▶ **TASK OBJECTIVE**:
Set out exactly, line by line, the stretch of data below that begins at the line containing "Query: rocky shoreline" and ends at the line containing "Query: dark basalt cliff", with both ends kept.

(EXERCISE MATERIALS Opens)

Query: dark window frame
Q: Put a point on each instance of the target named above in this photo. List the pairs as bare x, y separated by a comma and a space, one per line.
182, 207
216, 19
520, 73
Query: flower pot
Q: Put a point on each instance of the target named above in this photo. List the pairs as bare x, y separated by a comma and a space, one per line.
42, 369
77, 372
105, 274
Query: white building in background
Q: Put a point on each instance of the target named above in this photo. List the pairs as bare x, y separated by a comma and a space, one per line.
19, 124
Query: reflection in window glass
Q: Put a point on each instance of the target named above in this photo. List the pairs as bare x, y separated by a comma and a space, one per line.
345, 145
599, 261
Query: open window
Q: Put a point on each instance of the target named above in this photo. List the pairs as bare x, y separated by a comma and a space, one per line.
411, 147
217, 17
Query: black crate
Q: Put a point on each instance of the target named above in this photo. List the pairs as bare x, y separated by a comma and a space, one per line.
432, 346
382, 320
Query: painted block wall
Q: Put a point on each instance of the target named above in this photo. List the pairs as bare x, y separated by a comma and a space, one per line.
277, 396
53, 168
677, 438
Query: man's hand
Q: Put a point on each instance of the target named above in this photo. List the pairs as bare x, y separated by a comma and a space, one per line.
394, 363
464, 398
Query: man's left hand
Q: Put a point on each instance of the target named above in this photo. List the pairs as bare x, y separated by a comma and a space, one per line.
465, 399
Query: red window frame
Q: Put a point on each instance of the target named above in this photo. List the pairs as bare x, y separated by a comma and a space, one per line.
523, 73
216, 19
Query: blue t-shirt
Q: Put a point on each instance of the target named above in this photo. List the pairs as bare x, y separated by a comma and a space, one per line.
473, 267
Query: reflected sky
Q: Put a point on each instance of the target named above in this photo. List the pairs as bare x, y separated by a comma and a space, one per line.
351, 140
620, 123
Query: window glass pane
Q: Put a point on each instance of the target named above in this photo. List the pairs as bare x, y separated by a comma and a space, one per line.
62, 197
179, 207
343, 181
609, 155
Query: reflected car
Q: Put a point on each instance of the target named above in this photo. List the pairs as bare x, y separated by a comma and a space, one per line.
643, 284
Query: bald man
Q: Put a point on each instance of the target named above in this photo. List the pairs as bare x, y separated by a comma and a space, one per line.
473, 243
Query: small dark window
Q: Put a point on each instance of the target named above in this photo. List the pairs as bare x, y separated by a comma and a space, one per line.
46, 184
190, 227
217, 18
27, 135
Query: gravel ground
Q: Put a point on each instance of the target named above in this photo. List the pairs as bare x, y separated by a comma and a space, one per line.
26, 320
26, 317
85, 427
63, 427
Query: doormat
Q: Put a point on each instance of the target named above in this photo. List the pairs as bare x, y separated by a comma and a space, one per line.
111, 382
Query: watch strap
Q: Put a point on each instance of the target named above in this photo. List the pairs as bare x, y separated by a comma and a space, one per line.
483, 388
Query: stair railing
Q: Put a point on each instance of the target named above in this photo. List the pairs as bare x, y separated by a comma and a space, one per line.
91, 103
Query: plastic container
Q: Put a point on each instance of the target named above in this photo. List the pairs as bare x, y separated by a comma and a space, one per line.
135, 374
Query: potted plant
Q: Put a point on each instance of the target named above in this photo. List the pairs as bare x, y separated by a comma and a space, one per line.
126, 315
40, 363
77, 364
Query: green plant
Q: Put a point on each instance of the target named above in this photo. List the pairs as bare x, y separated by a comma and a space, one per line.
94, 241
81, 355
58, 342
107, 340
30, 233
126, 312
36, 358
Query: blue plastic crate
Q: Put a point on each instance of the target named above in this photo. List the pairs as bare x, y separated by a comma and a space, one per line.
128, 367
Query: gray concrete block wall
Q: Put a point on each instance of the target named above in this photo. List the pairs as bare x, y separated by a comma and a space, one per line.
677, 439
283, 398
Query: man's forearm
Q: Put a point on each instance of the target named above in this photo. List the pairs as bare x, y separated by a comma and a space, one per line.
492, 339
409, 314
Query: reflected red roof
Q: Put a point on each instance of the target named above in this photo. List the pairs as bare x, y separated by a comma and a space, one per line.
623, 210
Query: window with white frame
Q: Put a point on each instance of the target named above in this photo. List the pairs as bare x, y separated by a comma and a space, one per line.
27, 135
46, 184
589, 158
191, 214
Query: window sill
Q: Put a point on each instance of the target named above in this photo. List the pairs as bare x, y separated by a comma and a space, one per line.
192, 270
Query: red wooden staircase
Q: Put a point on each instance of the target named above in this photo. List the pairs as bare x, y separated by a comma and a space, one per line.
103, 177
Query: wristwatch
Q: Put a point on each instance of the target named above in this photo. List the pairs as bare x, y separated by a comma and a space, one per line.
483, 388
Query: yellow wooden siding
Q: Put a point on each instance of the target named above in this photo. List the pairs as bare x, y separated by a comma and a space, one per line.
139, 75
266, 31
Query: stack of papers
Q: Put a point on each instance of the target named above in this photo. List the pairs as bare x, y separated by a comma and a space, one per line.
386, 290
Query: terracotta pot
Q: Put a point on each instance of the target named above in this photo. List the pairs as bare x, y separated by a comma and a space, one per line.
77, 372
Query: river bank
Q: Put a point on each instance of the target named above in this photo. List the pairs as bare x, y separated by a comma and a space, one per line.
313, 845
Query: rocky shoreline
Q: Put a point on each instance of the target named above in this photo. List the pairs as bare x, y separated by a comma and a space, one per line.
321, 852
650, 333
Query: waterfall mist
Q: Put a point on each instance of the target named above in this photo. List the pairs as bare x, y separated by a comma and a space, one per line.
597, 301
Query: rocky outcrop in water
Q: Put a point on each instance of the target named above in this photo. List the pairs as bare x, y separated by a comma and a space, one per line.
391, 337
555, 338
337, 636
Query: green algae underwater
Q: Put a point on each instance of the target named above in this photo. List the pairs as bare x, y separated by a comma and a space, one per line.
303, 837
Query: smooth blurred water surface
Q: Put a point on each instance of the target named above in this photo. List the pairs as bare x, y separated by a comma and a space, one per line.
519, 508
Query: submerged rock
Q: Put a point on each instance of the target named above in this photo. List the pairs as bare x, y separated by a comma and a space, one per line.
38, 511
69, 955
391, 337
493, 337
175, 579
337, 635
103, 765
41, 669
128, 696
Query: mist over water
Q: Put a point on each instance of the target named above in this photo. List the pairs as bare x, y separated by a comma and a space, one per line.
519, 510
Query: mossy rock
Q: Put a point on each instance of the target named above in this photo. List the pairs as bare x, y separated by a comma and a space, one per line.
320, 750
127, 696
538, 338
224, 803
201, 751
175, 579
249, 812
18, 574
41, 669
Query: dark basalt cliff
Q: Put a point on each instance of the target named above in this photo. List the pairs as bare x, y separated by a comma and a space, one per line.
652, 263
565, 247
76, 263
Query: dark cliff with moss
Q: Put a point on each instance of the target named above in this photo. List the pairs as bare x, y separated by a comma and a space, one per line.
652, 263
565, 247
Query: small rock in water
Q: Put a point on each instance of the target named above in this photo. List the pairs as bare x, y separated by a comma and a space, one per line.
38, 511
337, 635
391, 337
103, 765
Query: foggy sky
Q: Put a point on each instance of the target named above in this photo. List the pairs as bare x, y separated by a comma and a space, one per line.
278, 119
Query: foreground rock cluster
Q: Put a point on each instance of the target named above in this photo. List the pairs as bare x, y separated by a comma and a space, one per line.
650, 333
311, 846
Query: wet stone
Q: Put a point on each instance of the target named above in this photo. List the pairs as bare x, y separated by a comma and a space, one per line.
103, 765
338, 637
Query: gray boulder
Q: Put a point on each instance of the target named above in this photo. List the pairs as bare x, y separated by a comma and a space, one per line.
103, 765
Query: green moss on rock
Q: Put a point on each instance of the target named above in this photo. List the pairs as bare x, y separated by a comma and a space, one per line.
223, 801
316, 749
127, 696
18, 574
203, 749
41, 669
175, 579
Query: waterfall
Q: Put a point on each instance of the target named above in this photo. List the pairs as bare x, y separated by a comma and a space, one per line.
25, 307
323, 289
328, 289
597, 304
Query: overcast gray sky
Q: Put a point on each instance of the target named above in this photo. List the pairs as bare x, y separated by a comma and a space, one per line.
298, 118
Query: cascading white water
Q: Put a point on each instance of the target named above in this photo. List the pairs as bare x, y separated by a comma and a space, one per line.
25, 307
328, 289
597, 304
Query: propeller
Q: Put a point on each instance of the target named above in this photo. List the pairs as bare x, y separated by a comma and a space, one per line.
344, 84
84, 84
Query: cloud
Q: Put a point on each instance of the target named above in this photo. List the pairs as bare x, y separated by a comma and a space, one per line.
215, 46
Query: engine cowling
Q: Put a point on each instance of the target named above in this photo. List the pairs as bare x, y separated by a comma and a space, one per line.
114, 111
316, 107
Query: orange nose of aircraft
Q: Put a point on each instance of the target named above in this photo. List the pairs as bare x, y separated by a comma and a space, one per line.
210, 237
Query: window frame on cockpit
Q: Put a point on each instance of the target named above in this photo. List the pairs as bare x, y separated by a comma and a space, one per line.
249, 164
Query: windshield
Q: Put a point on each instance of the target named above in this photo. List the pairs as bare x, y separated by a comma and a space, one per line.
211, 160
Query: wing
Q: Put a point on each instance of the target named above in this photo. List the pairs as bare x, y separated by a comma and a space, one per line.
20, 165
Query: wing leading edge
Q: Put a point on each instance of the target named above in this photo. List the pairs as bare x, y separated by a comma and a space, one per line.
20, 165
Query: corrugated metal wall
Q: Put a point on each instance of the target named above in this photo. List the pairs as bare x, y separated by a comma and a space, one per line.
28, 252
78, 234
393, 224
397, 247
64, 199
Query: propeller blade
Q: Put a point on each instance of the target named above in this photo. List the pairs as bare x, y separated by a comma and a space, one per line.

(EXERCISE MATERIALS Closes)

▶ **EXERCISE RESULT**:
Query: rocky shoreline
Q: Put a point on each instance of the target named above in this photo. List the pairs as bare x, y separated by a comma and a space, one per line.
321, 852
650, 333
Query: waterfall mist
Q: Put a point on each instance of the target named above in this photo. List the pairs as bare x, y separated by a comma and a space, one per line.
597, 301
Query: rocky outcrop in water
Q: Put a point on each instance of the target named above in this photo. List the pairs as bare x, y separated by a comma and a space, one per line.
391, 337
555, 338
337, 636
Query: green algae underwater
Q: Put a point on each instance of the target named above in this photo. List the pairs as bare x, y separated by a comma and a space, one per line.
303, 837
Query: smooth blurred water surface
Q: Put a point on each instance of the target named above in this photo. List the pairs as bare x, y separated by a comma and a space, one per line.
519, 508
Query: submerged rock
Q: Put a point on each instance of the target named above in this photo. List the pairs as bare x, y separated by a comma and a space, one per line.
38, 511
69, 955
391, 337
493, 337
175, 579
337, 635
103, 765
41, 669
128, 696
Query: mist over water
Q: Put a point on each instance of the target named above in this photo. List the pairs as bare x, y separated by a comma and a space, one per line.
519, 510
Query: mossy rock
Q: Put a point on each instance of the target named above in this photo. List the pairs as bare x, y separated by a comma and a space, one per line.
320, 750
127, 696
538, 338
224, 803
201, 751
175, 579
249, 812
18, 574
41, 669
Query: dark basalt cliff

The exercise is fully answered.